** Dataset rows **

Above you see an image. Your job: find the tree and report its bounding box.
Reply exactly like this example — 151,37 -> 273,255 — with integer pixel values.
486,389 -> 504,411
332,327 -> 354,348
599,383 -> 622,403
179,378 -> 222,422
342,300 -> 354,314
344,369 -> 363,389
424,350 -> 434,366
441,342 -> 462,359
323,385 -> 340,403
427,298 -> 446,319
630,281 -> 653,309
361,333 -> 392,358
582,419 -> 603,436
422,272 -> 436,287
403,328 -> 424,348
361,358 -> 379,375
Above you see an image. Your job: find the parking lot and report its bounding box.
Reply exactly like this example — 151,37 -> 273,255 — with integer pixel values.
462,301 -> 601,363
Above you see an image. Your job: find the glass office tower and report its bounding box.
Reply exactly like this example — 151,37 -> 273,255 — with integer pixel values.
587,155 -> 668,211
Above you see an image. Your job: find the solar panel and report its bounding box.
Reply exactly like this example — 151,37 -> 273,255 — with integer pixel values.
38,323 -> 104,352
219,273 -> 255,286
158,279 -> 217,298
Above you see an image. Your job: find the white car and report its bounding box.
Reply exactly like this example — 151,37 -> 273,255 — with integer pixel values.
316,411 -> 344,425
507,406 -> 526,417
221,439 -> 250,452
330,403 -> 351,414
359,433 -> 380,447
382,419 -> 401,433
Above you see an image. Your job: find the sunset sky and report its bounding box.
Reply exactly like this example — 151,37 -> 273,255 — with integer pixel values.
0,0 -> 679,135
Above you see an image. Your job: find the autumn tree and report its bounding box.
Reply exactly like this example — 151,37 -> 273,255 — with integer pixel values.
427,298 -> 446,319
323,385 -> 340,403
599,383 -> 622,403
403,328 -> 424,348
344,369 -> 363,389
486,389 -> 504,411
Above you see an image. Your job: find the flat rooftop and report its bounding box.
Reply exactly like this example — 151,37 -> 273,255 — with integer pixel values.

** Written instruction **
Rescale the rows above, from the one containing "Above you see an image. Your job: find the autumn" through the end of the rows, and give every line again, requests included. Multiply each bounding-box coordinate in the answers by 0.3 and round it to a whole number, with halves going up; keep the requests and their format sample unchanged.

** Answer below **
Above you see an image. Your job: find the autumn tree and report its bounding box.
Reply exactly like this example — 151,37 -> 273,255 — with integer pixel values.
128,89 -> 134,96
97,116 -> 102,121
180,115 -> 187,121
121,98 -> 127,104
103,111 -> 109,117
146,117 -> 151,123
Above you see an image. Your job: find the flat rooftop and report its bounding box.
Reply exactly like this example — 151,37 -> 273,255 — with integer pixel values.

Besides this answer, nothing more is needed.